━━━━━ Extract to read
Is it possible to merge MiniCPM-Llama3-V-2-5 with a Llama-3-1 based model using MOE
Is it possible to merge MiniCPM-Llama3-V-2-5 with a Llama-3-1 based model using MOE? I have a fine-tuned MiniCPM-Llam3-v2-5 based model and i would like to merge this with one of our domain fine-tuned llama-3-1-8B text generation model and it throws error with mergekit.
This is becoming a show-stopper for us to move with using our vision fine-tuned model. Any guidance will help.
Alternatively, Pls confirm if we can use model merge_and_unload to merge the minicmp_v5 adapters with llama 3.1 based model.
I haven't tried it, and most of the errors in this strategy come from the fact that the model architectures of llama3.1 and llama3 are not the same, and based on my reading of the llama3.1 paper, it looks like they made very, very minor changes to his architecture, and this may be the reason
Thanks @Cuiunbo for your reply. Can you pls assist to give a try by merging MiniCPM-Llam3-v2-5 based model / adapter with a Llama-3-1 / 3.0 text generation model and guide me if possible ?. Thanks in advance for your assistance.
━━━━━━━━━━
━━━━━ Information supplied
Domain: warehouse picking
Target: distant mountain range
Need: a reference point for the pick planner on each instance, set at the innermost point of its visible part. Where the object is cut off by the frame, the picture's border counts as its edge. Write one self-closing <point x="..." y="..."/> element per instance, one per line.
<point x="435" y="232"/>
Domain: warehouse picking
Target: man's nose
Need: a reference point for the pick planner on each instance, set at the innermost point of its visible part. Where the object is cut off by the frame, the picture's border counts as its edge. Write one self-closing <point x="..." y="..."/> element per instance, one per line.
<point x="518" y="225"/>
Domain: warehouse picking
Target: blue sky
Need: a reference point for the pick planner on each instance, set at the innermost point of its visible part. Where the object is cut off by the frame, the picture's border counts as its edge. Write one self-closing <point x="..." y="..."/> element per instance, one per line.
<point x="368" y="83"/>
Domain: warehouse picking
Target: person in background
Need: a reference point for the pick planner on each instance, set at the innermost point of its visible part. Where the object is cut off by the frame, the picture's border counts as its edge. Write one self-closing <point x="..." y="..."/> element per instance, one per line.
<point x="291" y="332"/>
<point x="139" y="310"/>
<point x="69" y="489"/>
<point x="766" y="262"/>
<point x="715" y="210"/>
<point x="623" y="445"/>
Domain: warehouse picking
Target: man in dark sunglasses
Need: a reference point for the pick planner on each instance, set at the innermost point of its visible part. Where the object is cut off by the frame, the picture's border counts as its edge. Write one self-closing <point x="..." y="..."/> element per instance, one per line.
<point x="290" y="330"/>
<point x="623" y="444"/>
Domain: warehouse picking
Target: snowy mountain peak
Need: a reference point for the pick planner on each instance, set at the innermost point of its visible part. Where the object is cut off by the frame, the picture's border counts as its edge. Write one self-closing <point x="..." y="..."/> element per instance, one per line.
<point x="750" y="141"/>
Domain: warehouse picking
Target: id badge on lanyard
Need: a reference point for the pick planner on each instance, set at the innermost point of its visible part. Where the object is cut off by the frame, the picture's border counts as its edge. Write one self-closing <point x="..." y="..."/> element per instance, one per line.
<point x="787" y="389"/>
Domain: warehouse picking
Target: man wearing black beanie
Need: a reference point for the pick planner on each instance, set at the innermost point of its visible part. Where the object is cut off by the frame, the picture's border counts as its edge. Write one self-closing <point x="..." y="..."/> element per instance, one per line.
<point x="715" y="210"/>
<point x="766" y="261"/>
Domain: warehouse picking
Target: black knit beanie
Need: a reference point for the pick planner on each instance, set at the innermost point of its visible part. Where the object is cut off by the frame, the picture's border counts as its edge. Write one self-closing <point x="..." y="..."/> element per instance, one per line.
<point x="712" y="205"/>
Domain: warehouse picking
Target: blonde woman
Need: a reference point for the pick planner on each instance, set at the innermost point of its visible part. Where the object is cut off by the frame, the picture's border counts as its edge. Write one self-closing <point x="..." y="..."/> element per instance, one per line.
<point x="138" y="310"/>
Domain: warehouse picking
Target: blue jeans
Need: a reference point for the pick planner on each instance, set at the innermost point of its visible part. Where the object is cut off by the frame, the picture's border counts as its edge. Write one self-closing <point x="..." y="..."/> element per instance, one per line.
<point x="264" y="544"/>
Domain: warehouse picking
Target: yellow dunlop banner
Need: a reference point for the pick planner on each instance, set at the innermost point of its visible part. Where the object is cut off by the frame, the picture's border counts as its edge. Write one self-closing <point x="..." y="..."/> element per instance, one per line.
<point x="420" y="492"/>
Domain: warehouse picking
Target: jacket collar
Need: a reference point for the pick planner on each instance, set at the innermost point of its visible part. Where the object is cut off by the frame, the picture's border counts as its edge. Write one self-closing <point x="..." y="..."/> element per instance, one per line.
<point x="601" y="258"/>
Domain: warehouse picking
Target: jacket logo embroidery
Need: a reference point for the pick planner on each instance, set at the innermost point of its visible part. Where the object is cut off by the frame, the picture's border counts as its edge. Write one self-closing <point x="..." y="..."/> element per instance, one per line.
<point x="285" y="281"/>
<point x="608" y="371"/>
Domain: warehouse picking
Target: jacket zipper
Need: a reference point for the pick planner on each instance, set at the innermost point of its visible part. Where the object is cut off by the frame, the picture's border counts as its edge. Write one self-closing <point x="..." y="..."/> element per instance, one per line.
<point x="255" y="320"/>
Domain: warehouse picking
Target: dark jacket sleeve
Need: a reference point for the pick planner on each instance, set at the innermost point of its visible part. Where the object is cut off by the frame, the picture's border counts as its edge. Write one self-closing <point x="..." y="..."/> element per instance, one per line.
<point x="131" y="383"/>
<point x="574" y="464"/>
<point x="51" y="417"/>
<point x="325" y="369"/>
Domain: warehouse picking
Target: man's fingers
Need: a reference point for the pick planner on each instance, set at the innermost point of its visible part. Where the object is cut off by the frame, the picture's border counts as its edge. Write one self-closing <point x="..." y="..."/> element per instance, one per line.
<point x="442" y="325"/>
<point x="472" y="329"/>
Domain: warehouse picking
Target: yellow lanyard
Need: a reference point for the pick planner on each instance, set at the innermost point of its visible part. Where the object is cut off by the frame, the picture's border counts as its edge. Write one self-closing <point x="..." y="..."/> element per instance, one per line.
━━━━━━━━━━
● Task set
• A. Can you quote the forum thread word for word from "Alternatively, Pls confirm" to "for your assistance."?
• B. In the forum thread, which tool throws an error when the poster tries the merge?
The data is material separate from the forum thread.

● Answer list
• A.
Alternatively, Pls confirm if we can use model merge_and_unload to merge the minicmp_v5 adapters with llama 3.1 based model.
I haven't tried it, and most of the errors in this strategy come from the fact that the model architectures of llama3.1 and llama3 are not the same, and based on my reading of the llama3.1 paper, it looks like they made very, very minor changes to his architecture, and this may be the reason
Thanks @Cuiunbo for your reply. Can you pls assist to give a try by merging MiniCPM-Llam3-v2-5 based model / adapter with a Llama-3-1 / 3.0 text generation model and guide me if possible ?. Thanks in advance for your assistance.

• B. Mergekit